> _Exercise directions_:
Search the records below for the line containing "Expected behaviour: for every instance of the small green". Output that line and all later lines exactly; output nothing else.

== Given records

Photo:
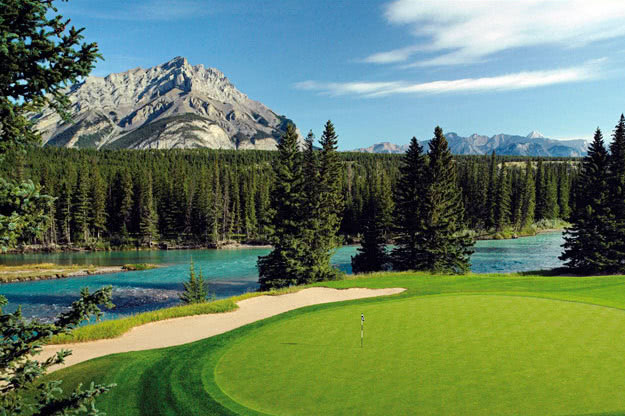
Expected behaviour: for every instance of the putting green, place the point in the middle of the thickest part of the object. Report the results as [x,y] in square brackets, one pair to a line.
[460,354]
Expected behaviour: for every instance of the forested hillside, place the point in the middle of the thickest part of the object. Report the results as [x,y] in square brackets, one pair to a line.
[206,197]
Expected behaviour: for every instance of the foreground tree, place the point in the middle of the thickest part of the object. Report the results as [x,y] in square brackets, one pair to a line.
[195,289]
[446,247]
[21,340]
[39,56]
[330,207]
[283,265]
[616,181]
[409,210]
[586,241]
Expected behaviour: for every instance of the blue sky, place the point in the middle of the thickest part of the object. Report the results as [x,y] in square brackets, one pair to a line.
[388,70]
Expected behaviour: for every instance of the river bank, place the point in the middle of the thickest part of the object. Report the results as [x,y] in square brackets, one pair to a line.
[510,234]
[48,271]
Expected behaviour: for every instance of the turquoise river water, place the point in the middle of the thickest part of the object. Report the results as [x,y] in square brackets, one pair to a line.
[229,272]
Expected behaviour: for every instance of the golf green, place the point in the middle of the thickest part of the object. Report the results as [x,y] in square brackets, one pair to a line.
[449,354]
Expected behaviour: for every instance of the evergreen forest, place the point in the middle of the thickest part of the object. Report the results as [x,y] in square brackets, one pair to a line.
[205,198]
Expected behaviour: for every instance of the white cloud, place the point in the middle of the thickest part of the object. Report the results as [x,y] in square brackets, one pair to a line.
[468,31]
[153,10]
[508,82]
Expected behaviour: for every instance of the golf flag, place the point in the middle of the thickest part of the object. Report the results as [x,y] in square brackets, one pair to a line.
[362,328]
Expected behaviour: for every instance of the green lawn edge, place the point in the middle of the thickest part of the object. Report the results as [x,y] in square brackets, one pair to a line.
[118,327]
[179,394]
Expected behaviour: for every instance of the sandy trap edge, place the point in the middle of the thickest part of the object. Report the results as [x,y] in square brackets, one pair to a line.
[183,330]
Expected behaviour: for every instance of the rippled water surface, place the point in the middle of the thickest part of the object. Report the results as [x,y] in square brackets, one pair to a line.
[230,272]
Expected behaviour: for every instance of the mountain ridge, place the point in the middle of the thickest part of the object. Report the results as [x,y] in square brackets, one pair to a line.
[534,144]
[171,105]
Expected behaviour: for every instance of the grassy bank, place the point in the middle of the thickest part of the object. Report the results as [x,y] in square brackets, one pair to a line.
[117,327]
[507,233]
[46,271]
[475,344]
[41,271]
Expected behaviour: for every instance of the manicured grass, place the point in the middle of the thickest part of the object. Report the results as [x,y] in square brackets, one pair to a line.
[118,327]
[40,271]
[492,344]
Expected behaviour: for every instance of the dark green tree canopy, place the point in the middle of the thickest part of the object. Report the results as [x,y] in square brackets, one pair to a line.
[40,54]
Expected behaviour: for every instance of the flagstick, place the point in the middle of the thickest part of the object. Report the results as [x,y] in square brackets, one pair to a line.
[362,328]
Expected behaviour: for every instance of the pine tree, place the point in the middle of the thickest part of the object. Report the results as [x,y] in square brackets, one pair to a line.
[283,265]
[372,256]
[409,210]
[216,225]
[125,203]
[491,196]
[616,181]
[551,197]
[502,200]
[195,289]
[81,206]
[314,249]
[98,204]
[331,204]
[540,187]
[147,214]
[64,212]
[587,246]
[563,192]
[528,199]
[447,248]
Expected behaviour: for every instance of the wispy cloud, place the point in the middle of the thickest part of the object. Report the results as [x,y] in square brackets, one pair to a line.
[151,10]
[508,82]
[461,31]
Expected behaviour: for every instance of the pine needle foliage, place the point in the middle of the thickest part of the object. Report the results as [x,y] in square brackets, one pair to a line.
[195,289]
[587,242]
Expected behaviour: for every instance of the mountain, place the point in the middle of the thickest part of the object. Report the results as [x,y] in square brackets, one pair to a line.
[173,105]
[384,147]
[534,144]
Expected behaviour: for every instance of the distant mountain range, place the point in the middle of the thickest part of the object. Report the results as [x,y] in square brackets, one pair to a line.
[534,144]
[172,105]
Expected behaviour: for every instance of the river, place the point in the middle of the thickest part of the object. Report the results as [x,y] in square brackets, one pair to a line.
[229,272]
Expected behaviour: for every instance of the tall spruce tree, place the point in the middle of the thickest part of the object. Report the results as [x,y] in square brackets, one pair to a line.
[540,187]
[616,181]
[491,196]
[81,206]
[314,249]
[98,204]
[283,267]
[528,198]
[409,210]
[446,246]
[587,246]
[331,204]
[148,219]
[502,210]
[372,256]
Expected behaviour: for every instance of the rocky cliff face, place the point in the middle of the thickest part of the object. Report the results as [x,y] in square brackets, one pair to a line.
[173,105]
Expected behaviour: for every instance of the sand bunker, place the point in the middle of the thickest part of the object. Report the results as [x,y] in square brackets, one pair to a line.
[193,328]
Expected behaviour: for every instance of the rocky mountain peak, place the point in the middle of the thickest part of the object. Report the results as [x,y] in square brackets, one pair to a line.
[535,135]
[174,104]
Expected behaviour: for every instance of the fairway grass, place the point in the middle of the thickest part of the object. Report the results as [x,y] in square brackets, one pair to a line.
[489,344]
[472,354]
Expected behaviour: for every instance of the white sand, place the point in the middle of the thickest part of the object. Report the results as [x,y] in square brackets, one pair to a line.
[193,328]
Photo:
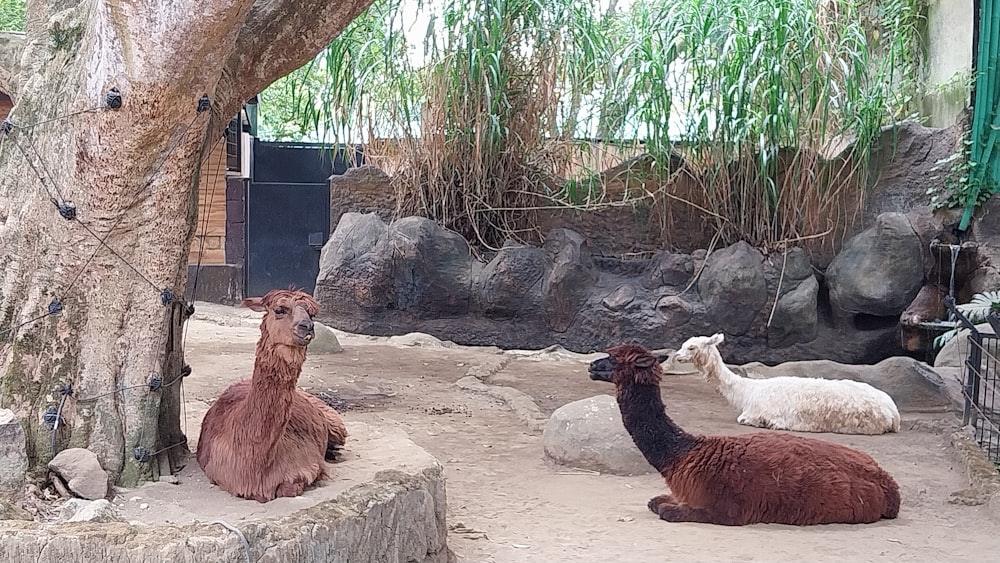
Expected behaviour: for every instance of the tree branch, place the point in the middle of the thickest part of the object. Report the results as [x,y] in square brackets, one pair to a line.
[278,37]
[11,46]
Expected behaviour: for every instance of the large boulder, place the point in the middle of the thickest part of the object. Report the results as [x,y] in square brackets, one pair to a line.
[588,434]
[571,274]
[880,270]
[912,384]
[433,268]
[795,315]
[733,287]
[355,275]
[13,452]
[413,265]
[668,268]
[511,283]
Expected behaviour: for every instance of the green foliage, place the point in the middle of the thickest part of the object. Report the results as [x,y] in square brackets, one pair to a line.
[976,310]
[958,186]
[752,95]
[12,15]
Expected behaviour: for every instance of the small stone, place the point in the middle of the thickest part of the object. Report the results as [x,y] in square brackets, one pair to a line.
[619,298]
[325,341]
[71,507]
[82,472]
[13,451]
[99,510]
[589,434]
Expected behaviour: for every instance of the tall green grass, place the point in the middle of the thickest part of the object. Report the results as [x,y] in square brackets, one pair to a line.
[757,97]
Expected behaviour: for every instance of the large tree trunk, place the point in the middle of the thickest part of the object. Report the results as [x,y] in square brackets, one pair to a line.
[132,175]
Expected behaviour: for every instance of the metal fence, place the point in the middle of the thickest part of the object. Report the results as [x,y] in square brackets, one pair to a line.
[982,378]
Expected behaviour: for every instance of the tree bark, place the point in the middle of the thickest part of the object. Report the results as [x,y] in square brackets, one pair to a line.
[132,175]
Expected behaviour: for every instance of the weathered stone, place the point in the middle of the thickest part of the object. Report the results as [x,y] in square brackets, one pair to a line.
[880,270]
[82,472]
[355,277]
[733,287]
[619,298]
[361,189]
[795,315]
[13,453]
[668,268]
[80,510]
[511,283]
[325,342]
[569,280]
[588,434]
[432,268]
[912,384]
[674,310]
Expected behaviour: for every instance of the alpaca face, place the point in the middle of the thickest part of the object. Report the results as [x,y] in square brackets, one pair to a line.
[695,349]
[288,316]
[627,363]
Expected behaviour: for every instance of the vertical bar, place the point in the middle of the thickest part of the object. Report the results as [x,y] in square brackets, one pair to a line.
[973,364]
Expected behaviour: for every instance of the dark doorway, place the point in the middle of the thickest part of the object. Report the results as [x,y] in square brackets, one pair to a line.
[288,214]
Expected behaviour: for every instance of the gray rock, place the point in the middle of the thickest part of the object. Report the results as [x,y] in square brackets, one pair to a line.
[355,278]
[619,298]
[880,270]
[394,514]
[82,472]
[913,385]
[733,287]
[80,510]
[13,452]
[569,280]
[432,268]
[674,310]
[512,282]
[795,315]
[588,434]
[668,268]
[325,342]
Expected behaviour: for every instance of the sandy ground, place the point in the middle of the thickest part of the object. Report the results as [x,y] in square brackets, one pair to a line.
[508,503]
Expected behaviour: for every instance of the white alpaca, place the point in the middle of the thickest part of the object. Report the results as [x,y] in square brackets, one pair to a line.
[803,404]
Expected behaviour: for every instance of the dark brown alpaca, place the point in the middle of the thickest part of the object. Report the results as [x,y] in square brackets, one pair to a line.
[761,477]
[263,437]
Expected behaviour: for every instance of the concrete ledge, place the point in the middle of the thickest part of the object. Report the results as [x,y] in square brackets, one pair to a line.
[396,516]
[217,283]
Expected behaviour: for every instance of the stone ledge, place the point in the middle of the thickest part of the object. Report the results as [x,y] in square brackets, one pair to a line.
[396,516]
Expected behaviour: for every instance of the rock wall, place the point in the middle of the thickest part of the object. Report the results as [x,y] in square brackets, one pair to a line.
[413,275]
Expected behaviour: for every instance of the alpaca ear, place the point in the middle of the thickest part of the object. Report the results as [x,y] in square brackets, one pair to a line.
[645,362]
[254,304]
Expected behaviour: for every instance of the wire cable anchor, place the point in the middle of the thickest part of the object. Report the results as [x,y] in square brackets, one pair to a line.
[113,99]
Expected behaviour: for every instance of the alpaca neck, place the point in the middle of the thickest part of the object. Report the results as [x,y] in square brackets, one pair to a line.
[272,389]
[660,440]
[730,385]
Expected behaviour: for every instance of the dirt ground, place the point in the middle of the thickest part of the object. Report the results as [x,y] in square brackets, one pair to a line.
[508,503]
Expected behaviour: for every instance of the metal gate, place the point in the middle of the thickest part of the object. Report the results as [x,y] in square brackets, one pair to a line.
[288,214]
[982,382]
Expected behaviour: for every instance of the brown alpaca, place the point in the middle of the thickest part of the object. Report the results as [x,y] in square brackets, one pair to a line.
[263,437]
[761,477]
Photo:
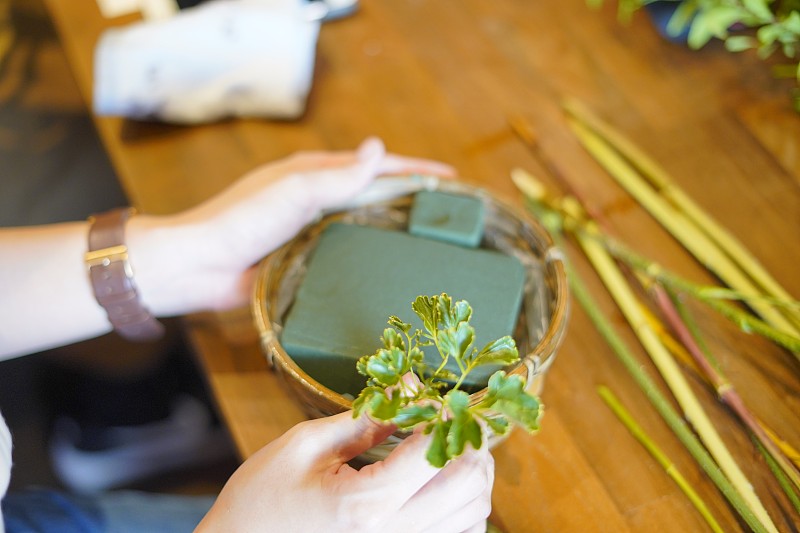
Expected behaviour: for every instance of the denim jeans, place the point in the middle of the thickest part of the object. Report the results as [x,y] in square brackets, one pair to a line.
[44,510]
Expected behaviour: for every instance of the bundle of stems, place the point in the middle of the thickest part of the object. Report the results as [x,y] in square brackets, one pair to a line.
[572,215]
[666,463]
[699,233]
[662,405]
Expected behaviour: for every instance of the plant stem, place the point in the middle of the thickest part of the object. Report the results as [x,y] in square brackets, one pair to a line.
[573,218]
[615,283]
[724,388]
[662,459]
[709,242]
[661,404]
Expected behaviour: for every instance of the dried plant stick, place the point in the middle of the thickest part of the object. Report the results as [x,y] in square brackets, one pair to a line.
[575,219]
[695,241]
[666,187]
[697,359]
[616,284]
[674,420]
[723,387]
[669,467]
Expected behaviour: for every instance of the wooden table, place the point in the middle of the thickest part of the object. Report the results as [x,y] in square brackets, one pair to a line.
[440,79]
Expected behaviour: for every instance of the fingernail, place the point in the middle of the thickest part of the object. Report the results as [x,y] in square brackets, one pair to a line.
[370,150]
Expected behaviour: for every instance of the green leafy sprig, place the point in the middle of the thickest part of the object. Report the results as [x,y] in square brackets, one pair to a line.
[403,390]
[766,26]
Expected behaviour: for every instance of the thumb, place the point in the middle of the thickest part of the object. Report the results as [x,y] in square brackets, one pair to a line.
[345,437]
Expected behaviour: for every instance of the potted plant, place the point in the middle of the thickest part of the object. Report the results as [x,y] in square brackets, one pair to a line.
[766,26]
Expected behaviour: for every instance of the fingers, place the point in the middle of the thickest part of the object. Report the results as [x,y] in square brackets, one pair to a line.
[458,497]
[339,438]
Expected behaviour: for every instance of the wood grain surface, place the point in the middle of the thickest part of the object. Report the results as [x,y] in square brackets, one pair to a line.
[440,80]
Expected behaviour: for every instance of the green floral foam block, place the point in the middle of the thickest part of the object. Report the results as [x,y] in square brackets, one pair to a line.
[358,276]
[447,217]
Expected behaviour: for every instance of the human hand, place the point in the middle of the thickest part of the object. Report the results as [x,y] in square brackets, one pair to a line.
[302,482]
[203,258]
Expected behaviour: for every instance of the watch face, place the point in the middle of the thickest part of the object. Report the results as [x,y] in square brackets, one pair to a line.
[183,4]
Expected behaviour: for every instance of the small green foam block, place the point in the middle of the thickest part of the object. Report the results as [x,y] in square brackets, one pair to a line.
[448,217]
[358,276]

====

> _Answer to this problem_:
Expected behaviour: for every instance of the small green foam block, place the point in the middle of the thickest part of the object. Report the results as [x,y] in square brackets, one pair to a line.
[448,217]
[358,276]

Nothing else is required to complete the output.